--- TEXT ---

The boat spun out of control.
Again, two hours worth of testing proved fruitless, and I was beginning to despair. This is a super basic control algorithm, and I couldn’t even get its implementation right. Impostor syndrome began to set in: “how am I supposed to complete a PhD in robotics if I can’t program a basic PID controller?” I got ready to pack up, go home, and five up for the week.
And then it hit me… The controller I described above is called “PID” - Proportional, Integral, Derivative. So when I wrote the neat function to send coefficients to the bot, what I programmed was:
boat.send_coefficients(Kp, Ki=0, Kd=0)
Notice the order. Neat and sensible - (1) Proportional, (2) Integral, (3) Derivative - to match the name. I’d tested the communication interface and made sure they were stored correctly on the robot. But I was only using the proportional and derivative coefficients, and not the integral. So the command I’d been sending was
boat.send_coefficients(Kp, Kd, 0)
So the order was wrong. I thought I was sending a derivative coefficient, but instead I was sending the integral one. I tried flipping the order, and immediately it started working. Within five minutes I had a functioning controller, and within half an hour I’d found the right set of coefficients. But that dumb mistake cost me a full day worth of work, a weekend of mental agony, and a good-sized helping of feeling like I wasn’t cut out for the job I was doing..
This seems like its nothing - a story of a dumb mistake that wasted a day. But I’ve made similar mistakes that have cost me months of work before I finally found them, and they weren’t ones with easy corrections. Mistakes like these made me feel like I had little aptitude for science and research - what kind of serious researcher messes up like that?
The version of the scientific story that we see in the news and in published works is polished and refined. The scientist finds a problem, divines the perfect answer, and performs the experiment that exactly proves his or her theory. As a researcher, I know this isn’t the full story - there are lots of false starts and dead ends, both in theory and experiment, that don’t make it into the final story because they don’t sell well. But these are legitimate scientific endeavors; you form a hypothesis, you test it, it turns out to be wrong, so you try again.
I hadn’t paid any attention, though, to the mistakes that are made along the way. Building a PCB wrong, soldering the wrong component, ordering the wrong part - these aren’t valid scientific endeavors that don’t work out, they’re just mistakes. I don’t know how many researchers and scientists make these mistakes, or how often, because no one talks about it. But I know it’s not just me, and they’re a real part of the scientific story.
I’m not saying every scientific paper should include a count of wasted solvent, misprinted or miscut parts, and trashed electronics. The storytelling that happens in scientific publication cleans up those details, and for good reason. But I think for young and early career researchers its important to recognize that these things happen, and they’re not a mark of poor science or aptitude. They’re just a mark of working like a human.

--- LISTING ---

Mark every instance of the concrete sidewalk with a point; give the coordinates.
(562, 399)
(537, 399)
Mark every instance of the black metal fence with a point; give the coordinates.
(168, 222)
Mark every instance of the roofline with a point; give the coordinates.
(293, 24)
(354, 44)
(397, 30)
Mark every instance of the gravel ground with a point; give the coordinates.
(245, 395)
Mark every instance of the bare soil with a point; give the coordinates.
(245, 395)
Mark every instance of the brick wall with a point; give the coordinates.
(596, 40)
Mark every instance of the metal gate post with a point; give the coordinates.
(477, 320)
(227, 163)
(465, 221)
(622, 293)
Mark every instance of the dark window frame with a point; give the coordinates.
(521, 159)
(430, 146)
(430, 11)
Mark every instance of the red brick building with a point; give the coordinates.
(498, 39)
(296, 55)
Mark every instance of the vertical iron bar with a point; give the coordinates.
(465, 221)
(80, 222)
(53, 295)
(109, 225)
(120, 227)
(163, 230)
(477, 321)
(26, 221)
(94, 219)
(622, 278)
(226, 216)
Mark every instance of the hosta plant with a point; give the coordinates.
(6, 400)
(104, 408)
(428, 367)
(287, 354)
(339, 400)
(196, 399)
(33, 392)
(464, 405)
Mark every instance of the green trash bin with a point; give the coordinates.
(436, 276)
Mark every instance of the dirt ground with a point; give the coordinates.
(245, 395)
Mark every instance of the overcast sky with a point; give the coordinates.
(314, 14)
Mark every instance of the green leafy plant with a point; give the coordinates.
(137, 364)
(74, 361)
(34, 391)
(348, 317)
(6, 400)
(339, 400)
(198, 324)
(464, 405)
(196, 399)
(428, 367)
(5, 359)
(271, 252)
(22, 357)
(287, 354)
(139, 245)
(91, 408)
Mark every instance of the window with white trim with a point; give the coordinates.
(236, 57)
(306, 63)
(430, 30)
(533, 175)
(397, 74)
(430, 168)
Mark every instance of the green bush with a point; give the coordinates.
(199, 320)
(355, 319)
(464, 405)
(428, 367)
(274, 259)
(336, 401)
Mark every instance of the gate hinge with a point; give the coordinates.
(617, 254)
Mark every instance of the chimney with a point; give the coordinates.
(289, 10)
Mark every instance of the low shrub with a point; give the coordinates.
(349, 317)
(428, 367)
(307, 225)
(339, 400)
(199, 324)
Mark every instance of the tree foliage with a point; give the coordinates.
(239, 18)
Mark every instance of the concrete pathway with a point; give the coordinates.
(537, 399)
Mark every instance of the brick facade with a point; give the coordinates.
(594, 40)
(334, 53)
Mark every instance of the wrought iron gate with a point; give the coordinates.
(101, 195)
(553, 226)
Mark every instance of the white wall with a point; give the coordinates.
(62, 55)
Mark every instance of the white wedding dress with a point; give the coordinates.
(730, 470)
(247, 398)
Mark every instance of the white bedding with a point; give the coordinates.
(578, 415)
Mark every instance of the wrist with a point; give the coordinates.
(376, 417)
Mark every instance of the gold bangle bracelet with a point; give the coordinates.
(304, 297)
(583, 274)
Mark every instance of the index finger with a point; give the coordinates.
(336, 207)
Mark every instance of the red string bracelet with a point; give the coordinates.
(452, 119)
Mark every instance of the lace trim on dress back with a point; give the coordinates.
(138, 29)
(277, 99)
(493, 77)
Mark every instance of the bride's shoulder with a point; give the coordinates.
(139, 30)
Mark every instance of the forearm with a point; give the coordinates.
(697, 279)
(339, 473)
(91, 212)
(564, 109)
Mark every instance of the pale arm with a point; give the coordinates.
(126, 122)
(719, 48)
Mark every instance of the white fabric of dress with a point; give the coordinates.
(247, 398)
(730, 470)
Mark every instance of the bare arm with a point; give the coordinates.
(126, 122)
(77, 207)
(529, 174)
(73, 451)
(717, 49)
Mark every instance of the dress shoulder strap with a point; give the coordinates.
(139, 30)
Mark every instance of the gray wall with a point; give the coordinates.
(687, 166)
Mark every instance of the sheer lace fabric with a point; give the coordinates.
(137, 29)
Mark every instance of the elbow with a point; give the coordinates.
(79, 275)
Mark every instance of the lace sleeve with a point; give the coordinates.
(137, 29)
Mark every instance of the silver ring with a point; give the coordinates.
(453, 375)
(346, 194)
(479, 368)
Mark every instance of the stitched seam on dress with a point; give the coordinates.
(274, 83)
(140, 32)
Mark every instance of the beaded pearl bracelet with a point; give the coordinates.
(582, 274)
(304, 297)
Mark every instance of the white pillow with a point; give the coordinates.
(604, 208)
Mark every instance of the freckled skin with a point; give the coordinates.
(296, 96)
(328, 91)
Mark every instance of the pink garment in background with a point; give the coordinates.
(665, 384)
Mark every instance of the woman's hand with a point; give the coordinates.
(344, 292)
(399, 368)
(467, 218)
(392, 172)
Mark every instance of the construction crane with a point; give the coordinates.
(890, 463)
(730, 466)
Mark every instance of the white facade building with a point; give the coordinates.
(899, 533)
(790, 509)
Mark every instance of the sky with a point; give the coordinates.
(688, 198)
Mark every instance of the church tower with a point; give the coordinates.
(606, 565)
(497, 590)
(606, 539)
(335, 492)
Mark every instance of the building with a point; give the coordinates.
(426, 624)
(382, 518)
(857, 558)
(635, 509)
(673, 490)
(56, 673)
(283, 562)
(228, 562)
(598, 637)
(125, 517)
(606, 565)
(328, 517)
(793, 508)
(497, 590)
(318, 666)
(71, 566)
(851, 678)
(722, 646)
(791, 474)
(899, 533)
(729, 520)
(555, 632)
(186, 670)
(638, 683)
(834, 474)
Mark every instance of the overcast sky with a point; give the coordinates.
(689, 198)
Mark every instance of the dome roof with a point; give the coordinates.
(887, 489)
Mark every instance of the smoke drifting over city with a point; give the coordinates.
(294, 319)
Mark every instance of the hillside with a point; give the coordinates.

---

WHAT YOU ARE ASKED TO DO:
Please answer these questions from the text on the PID controller mistake above:
(a) What three words does "PID" stand for?
(b) How soon after flipping the order of the coefficients did the writer have a functioning controller?
(c) What three mistakes are listed in the paragraph that begins "I hadn’t paid any attention"?

FULL OUTPUT:
(a) Proportional, Integral, Derivative.
(b) Within five minutes.
(c) Building a PCB wrong, soldering the wrong component, and ordering the wrong part.